◆ **TEXT**:
** BEGIN **

# a new toy



## woodintyuuu (Mar 28, 2015)

woodmizer LT40superHD accuset 2 and all kinds of trick stuff . laser line. 42 hp kubota diesel motor The best part of it is it will be following my truck down the road april 7th. The guy i went to buy it from saws walnut and walnut alone. I am stoked. The plan is use it for this year and drag it to miami next winter to cut on a huge pile of logs my buddys have been stashin, root balls and all kinds of garbge. I am going to do a demo of woodturning for gregs woodturning club in june @Treecycle Hardwoods , looks like im gonna need to get some trade going with greg personal lathe lessons by mee woodmizer by greg wht ya think greg. This mill has got me supper stoked. I did check with @Kevin before i made any inquirys about the mill he was a serious help
thnks man anyway phone picts here they are

Reactions: Like 1 | Way Cool 13


----------



## Nature Man (Mar 28, 2015)

Let the fun begin! Chuck


----------



## Treecycle Hardwoods (Mar 28, 2015)

I would be happy to work with ya cliff both on milling and on the lathe! Now with the mill you can maybe build some furniture with those big burls instead of transforming them into a pile is sawdust on the floor.


----------



## gman2431 (Mar 28, 2015)

** END **

◆ **WRITTEN TASK 1**: Using the sawmill thread, mark each statement as yes or no, and support each mark with the deciding words of the thread, quoted exactly: (a) The mill has a 42 hp Kubota diesel motor. (b) The man selling the mill saws oak and walnut. (c) The woodturning demo for Greg's club is planned for July.
◆ **WRITTEN TASK 2**: In the sawmill thread, on what date will the mill follow the first poster's truck down the road?
◆ **WRITTEN TASK 3**: Write the next part of the sawmill thread, picking up right after its last line.
The lines that come after this are not needed for any of the work here.

◆ **MATERIAL**:
** BEGIN **

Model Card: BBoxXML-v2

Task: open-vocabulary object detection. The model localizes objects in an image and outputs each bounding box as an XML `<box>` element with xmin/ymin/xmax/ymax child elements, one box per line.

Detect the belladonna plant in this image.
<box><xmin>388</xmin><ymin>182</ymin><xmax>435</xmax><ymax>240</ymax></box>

** END **

◆ **RESPONSE 1**:
(a) Yes: "42 hp kubota diesel motor"
(b) No: "saws walnut and walnut alone"
(c) No: "I am going to do a demo of woodturning for gregs woodturning club in june"

◆ **RESPONSE 2**: April 7th.

◆ **RESPONSE 3**:
Next time I go to cliffs there won't be a tree left within 10 acres around his house. Lol

Super nice cliff!

Reactions: Funny 2


----------



## Kevin (Mar 28, 2015)

Cliff yours has the hydraulic controls right there at the control box - sweet man. You know they have a lathe attachment for your mill right? You can turn porch columns and log cabin profiles and stuff on your mill. 






Wouldn't be very hard to build your own I'm sure the one from WM would cost a real shiny penny.


----------



## barry richardson (Mar 28, 2015)

Well they say you can never have too many toys, but you might be the exception Cliff, as if I didn't already have severe machine-envy from seeing pics of your shop Way cool, Congrats man!

Reactions: Agree 4


----------



## Tom Smart (Mar 28, 2015)

Hauling that all the way to Miami, in winter, is an ambitious plan Cliff. And it sounds like you will need a semi truck to get the results home. Unless you are opening a southern branch of RiverTurnings. 

Enjoy your new toy. I'm jealous.


----------



## woodtickgreg (Mar 28, 2015)

I can drive a semi! Will drive for wood!

Reactions: Like 1 | Agree 1 | Funny 1


----------



## Schroedc (Mar 28, 2015)

I think I'm developing a case of mill envy..... Congrats! that is one heck of a machine!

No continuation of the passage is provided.